Write out every record in full, keeping each character exactly as it is.
─── GIVEN INFORMATION
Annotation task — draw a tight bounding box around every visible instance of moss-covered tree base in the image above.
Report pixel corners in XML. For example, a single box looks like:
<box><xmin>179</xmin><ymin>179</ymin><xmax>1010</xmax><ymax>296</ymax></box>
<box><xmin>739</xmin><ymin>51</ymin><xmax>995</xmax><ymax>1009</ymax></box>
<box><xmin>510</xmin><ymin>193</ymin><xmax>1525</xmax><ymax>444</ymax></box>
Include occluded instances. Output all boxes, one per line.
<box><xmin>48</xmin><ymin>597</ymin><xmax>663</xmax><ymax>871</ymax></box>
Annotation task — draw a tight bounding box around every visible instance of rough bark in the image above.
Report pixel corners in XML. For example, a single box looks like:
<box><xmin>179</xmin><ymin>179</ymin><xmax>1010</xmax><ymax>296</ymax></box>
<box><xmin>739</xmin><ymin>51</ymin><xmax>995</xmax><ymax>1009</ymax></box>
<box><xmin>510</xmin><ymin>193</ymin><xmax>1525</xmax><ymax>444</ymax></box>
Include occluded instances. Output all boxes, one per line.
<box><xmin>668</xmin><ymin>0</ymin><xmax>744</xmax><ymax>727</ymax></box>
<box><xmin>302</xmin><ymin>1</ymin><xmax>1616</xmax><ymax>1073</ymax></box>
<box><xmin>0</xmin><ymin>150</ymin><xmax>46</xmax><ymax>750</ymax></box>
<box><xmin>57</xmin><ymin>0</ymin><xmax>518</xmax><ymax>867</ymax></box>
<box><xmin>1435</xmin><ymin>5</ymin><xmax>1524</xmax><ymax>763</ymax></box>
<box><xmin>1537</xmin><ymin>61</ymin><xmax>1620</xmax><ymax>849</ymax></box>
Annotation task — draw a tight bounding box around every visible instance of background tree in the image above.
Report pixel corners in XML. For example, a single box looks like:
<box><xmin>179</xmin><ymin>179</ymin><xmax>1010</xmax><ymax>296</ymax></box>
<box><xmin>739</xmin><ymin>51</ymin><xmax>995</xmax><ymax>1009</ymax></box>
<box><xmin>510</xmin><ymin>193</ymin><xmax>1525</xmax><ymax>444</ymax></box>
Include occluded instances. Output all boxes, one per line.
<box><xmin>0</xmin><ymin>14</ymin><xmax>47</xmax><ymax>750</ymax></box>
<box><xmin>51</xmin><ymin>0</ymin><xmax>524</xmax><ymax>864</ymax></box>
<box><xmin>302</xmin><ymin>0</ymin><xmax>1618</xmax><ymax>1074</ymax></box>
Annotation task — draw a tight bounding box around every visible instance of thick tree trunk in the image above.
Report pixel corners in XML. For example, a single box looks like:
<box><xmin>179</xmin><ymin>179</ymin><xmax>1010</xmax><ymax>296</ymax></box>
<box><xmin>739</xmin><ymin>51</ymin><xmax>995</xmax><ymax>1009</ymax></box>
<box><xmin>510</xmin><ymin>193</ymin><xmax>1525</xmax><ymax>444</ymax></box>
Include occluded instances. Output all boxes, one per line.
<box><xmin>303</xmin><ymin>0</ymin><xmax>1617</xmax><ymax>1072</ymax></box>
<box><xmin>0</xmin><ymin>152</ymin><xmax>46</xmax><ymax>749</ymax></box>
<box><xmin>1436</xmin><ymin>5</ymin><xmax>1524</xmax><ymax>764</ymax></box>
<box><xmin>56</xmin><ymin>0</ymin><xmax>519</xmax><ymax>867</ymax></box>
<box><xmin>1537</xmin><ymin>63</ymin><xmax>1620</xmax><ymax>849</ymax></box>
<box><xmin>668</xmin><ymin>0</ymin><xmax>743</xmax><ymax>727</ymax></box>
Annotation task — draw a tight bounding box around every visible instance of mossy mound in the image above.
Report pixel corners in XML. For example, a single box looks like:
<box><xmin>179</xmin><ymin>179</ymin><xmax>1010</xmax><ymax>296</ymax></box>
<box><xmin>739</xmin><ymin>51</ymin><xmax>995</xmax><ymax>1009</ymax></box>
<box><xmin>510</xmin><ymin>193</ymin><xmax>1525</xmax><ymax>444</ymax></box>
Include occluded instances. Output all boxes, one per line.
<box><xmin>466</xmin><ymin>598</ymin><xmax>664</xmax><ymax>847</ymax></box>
──────
> ANSWER TO THE PROBLEM:
Annotation task — draw a tight bounding box around every visible instance of moss-covered tree base in the image above.
Report pixel corners in XML. For example, a single box looks like:
<box><xmin>179</xmin><ymin>179</ymin><xmax>1010</xmax><ymax>296</ymax></box>
<box><xmin>739</xmin><ymin>51</ymin><xmax>995</xmax><ymax>1009</ymax></box>
<box><xmin>510</xmin><ymin>193</ymin><xmax>1525</xmax><ymax>444</ymax></box>
Include occluded instances. Output all boxes, one per line.
<box><xmin>48</xmin><ymin>597</ymin><xmax>663</xmax><ymax>871</ymax></box>
Annotation task — draw a tight bounding box around every visible instance of rough bark in the image above.
Report pixel corners in XML. For example, a single box looks like:
<box><xmin>179</xmin><ymin>179</ymin><xmax>1010</xmax><ymax>296</ymax></box>
<box><xmin>739</xmin><ymin>51</ymin><xmax>995</xmax><ymax>1009</ymax></box>
<box><xmin>510</xmin><ymin>193</ymin><xmax>1525</xmax><ymax>444</ymax></box>
Include occluded instances. Output all boxes, one per line.
<box><xmin>668</xmin><ymin>0</ymin><xmax>744</xmax><ymax>727</ymax></box>
<box><xmin>302</xmin><ymin>1</ymin><xmax>1616</xmax><ymax>1073</ymax></box>
<box><xmin>0</xmin><ymin>150</ymin><xmax>46</xmax><ymax>750</ymax></box>
<box><xmin>57</xmin><ymin>0</ymin><xmax>518</xmax><ymax>867</ymax></box>
<box><xmin>1435</xmin><ymin>5</ymin><xmax>1524</xmax><ymax>763</ymax></box>
<box><xmin>1537</xmin><ymin>61</ymin><xmax>1620</xmax><ymax>849</ymax></box>
Annotation task — draw a tight bounding box around every visible instance of background tree in the image above.
Report pixel corners in XML. For example, a single box looks like:
<box><xmin>179</xmin><ymin>179</ymin><xmax>1010</xmax><ymax>296</ymax></box>
<box><xmin>739</xmin><ymin>51</ymin><xmax>995</xmax><ymax>1009</ymax></box>
<box><xmin>510</xmin><ymin>193</ymin><xmax>1525</xmax><ymax>444</ymax></box>
Include occluded instances. Output all boxes, one per line.
<box><xmin>0</xmin><ymin>14</ymin><xmax>47</xmax><ymax>750</ymax></box>
<box><xmin>51</xmin><ymin>0</ymin><xmax>524</xmax><ymax>864</ymax></box>
<box><xmin>302</xmin><ymin>0</ymin><xmax>1618</xmax><ymax>1074</ymax></box>
Annotation task — draw a tight bounding box around every visible instance of thick tree trunk in the image above.
Report pixel corners in XML. For example, a single box looks like:
<box><xmin>179</xmin><ymin>179</ymin><xmax>1010</xmax><ymax>296</ymax></box>
<box><xmin>739</xmin><ymin>51</ymin><xmax>995</xmax><ymax>1009</ymax></box>
<box><xmin>510</xmin><ymin>193</ymin><xmax>1525</xmax><ymax>444</ymax></box>
Include occluded instances. Output all boxes, one per line.
<box><xmin>303</xmin><ymin>0</ymin><xmax>1617</xmax><ymax>1072</ymax></box>
<box><xmin>0</xmin><ymin>152</ymin><xmax>46</xmax><ymax>749</ymax></box>
<box><xmin>1436</xmin><ymin>5</ymin><xmax>1524</xmax><ymax>764</ymax></box>
<box><xmin>56</xmin><ymin>0</ymin><xmax>519</xmax><ymax>867</ymax></box>
<box><xmin>1537</xmin><ymin>63</ymin><xmax>1620</xmax><ymax>849</ymax></box>
<box><xmin>668</xmin><ymin>0</ymin><xmax>743</xmax><ymax>727</ymax></box>
Annotation task — draw a tight bounding box around every visible instance of mossy mound in the image above.
Report pixel corners in XML. For example, a single box looks like:
<box><xmin>179</xmin><ymin>179</ymin><xmax>1010</xmax><ymax>296</ymax></box>
<box><xmin>739</xmin><ymin>51</ymin><xmax>995</xmax><ymax>1009</ymax></box>
<box><xmin>510</xmin><ymin>193</ymin><xmax>1525</xmax><ymax>444</ymax></box>
Include occluded instances. Output all boxes, one per line.
<box><xmin>466</xmin><ymin>598</ymin><xmax>664</xmax><ymax>847</ymax></box>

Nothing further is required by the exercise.